**WHAT IS REQUIRED:**
Copy the review starting at the words "I’ve loved Lily" and stopping after "developing the STORY.", but switch "plumbing" to "wiring".

**TEXT PROVIDED:**

****************************************

Joel Leslie’s performance is wonderful, but that’s the end of my praise.

I’ve loved Lily Morton books in the past, so I’m shocked at how poorly written this is. This reads more like a rich man’s home renovation blog post than a romance novel. Christ, I got so tired of hearing every single minute change to the house listed in bullet point fashion. I absolutely do not care about the new plumbing or windows, and I might have if they mattered or impacted the story, but they DON’T. It’s so strange how much time is spent describing a building rather than, uhhh, developing the STORY.

****************************************

[Collected data entries]
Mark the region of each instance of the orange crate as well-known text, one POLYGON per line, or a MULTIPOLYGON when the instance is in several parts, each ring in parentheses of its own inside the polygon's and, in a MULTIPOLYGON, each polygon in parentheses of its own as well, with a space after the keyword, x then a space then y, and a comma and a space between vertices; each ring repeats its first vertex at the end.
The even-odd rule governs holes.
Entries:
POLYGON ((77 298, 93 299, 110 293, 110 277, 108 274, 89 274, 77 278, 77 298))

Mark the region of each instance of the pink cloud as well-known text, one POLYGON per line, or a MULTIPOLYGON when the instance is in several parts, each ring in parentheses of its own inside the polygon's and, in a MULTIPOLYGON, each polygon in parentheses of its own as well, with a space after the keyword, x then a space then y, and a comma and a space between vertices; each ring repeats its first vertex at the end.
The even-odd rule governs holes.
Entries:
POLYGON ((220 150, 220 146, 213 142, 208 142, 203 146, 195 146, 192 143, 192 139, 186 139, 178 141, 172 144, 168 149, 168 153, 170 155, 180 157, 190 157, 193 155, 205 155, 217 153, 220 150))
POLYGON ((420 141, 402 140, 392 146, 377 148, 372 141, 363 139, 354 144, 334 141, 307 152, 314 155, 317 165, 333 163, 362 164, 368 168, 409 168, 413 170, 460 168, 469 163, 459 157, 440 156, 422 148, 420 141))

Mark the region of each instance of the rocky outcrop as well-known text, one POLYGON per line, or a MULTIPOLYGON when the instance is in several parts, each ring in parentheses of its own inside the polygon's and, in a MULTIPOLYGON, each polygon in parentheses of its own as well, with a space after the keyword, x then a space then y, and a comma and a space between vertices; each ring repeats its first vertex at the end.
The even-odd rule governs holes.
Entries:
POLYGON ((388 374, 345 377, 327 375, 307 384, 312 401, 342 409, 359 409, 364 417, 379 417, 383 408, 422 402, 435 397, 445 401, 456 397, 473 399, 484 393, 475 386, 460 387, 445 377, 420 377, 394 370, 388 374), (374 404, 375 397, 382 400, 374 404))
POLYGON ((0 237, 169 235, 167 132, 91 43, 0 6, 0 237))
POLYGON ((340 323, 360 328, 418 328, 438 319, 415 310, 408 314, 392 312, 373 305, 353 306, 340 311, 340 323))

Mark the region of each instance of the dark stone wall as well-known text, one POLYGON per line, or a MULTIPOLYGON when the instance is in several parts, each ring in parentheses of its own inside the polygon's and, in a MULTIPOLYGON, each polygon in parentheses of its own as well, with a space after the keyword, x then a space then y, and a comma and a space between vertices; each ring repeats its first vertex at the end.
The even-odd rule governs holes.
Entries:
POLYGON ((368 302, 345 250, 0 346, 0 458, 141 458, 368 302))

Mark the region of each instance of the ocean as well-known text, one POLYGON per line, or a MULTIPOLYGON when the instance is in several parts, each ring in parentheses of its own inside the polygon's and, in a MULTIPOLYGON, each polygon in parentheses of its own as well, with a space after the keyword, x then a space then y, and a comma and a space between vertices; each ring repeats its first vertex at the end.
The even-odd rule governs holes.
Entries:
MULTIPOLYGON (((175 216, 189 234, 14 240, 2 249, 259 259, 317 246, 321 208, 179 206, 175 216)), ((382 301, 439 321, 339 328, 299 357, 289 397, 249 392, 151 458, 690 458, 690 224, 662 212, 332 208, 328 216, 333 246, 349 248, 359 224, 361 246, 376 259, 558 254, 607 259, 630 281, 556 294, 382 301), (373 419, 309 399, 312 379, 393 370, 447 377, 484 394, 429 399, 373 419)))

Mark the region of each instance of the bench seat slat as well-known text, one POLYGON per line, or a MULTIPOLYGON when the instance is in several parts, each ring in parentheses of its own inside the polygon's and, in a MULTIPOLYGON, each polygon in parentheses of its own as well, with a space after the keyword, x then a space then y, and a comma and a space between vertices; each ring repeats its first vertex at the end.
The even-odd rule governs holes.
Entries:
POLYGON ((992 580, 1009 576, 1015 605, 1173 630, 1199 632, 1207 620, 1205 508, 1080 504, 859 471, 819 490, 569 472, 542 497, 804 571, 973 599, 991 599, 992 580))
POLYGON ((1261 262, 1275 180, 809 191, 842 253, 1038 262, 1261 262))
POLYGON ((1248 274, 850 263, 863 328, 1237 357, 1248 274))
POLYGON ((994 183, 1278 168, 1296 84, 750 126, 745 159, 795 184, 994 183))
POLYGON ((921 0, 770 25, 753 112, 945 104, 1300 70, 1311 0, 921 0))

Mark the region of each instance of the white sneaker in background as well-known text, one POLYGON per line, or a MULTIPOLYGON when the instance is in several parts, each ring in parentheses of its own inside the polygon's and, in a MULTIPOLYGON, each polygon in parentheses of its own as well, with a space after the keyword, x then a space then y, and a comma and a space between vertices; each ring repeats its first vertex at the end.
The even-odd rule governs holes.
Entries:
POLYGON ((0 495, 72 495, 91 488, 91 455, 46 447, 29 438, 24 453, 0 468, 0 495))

****************************************

**YOUR RESPONSE:**
I’ve loved Lily Morton books in the past, so I’m shocked at how poorly written this is. This reads more like a rich man’s home renovation blog post than a romance novel. Christ, I got so tired of hearing every single minute change to the house listed in bullet point fashion. I absolutely do not care about the new wiring or windows, and I might have if they mattered or impacted the story, but they DON’T. It’s so strange how much time is spent describing a building rather than, uhhh, developing the STORY.